SET EXERCISE
Rewrite the data below with each "label" replaced by "mark", and keep everything else unchanged.
▬▬▬▬▬▬
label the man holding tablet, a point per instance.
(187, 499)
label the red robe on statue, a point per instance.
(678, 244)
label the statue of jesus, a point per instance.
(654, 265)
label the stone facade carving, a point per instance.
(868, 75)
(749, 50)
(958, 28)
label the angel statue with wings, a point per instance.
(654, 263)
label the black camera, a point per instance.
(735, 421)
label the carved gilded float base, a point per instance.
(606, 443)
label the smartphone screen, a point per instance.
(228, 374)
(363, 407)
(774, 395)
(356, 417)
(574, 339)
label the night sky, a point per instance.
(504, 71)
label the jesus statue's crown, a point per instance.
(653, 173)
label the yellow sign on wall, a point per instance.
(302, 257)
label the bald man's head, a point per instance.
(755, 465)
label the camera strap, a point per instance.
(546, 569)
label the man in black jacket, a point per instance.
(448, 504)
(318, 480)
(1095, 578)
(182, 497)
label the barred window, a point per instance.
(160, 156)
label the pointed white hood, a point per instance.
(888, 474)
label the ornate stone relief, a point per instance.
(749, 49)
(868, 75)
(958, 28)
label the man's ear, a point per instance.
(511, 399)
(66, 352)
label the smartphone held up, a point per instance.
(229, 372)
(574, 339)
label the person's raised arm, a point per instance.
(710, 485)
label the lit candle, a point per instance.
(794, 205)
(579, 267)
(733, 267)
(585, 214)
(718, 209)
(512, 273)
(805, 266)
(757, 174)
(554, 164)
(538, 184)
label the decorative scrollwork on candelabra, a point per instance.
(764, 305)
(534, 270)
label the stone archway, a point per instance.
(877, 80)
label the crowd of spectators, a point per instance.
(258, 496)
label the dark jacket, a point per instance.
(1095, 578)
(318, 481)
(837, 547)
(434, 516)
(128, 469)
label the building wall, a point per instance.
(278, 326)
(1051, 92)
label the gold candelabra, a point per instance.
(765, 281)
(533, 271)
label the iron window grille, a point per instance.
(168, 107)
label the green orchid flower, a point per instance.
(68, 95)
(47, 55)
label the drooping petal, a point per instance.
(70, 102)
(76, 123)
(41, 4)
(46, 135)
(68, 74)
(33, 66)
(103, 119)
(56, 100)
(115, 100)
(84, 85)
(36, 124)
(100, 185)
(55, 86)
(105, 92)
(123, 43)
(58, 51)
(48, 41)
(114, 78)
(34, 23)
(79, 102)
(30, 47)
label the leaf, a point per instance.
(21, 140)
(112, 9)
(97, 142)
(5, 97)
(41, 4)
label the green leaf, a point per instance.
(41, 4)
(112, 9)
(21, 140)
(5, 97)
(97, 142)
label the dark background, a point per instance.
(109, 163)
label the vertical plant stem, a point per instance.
▬▬▬▬▬▬
CORRECT ANSWER
mark the man holding tablet, a point per instance.
(187, 499)
mark the red robe on statue, a point per instance.
(678, 244)
mark the statue of jesus, a point per instance.
(654, 265)
mark the stone facade carving, a point per instance.
(868, 75)
(749, 50)
(958, 28)
mark the angel statue with wings, a point per instance.
(654, 263)
mark the black camera, a point per instance.
(735, 421)
mark the carved gilded float base, a point per instance.
(606, 443)
mark the smartphone screen, a point per instance.
(228, 374)
(363, 407)
(774, 395)
(356, 417)
(574, 339)
mark the night sky, a point per instance.
(504, 71)
mark the jesus statue's crown, a point per instance.
(653, 173)
mark the yellow sign on wall, a point per instance.
(302, 257)
mark the bald man's head, a point per instance.
(755, 465)
mark the camera strap, a point per instance.
(546, 569)
mark the man in black jacket, a point per instance.
(448, 504)
(318, 480)
(1095, 578)
(182, 497)
mark the barred window, a point per instance.
(160, 156)
mark the pointed white hood, a point per instance.
(888, 474)
mark the ornate stone relief, a point per instance.
(749, 49)
(868, 75)
(958, 28)
mark the man's ear, a point per instance.
(511, 399)
(66, 352)
mark the smartphone held up, a point per instance.
(229, 372)
(574, 339)
mark the person's raised arm, a point per instance.
(710, 485)
mark the lit candle, a point per instance.
(794, 205)
(579, 267)
(733, 267)
(585, 214)
(718, 209)
(512, 273)
(805, 266)
(757, 174)
(554, 164)
(538, 184)
mark the decorative scrollwork on candelabra, a point per instance.
(764, 305)
(534, 270)
mark the stone archway, a point per instance.
(877, 80)
mark the crowd of spectators, a point per instance.
(258, 496)
mark the dark jacket, a point per instance.
(1095, 578)
(318, 481)
(837, 547)
(434, 516)
(128, 469)
mark the building wall, a point per instance.
(278, 326)
(1051, 92)
mark the gold candelabra, a point per instance.
(765, 281)
(533, 271)
mark the iron window grille, a point per instance.
(168, 107)
mark the green orchid flower, a point per instance.
(68, 95)
(47, 55)
mark the drooping petal, a point per instance.
(70, 102)
(76, 123)
(41, 4)
(46, 135)
(68, 74)
(33, 66)
(103, 119)
(56, 100)
(115, 100)
(84, 85)
(36, 124)
(100, 185)
(55, 86)
(105, 92)
(123, 43)
(58, 51)
(48, 41)
(114, 78)
(34, 23)
(79, 102)
(30, 47)
mark the leaf, a point per instance.
(21, 140)
(112, 9)
(97, 142)
(5, 97)
(41, 4)
mark the green leaf, a point per instance.
(41, 4)
(112, 9)
(21, 140)
(5, 97)
(97, 142)
mark the dark background, a point per instance.
(109, 163)
mark the vertical plant stem, a point per instance.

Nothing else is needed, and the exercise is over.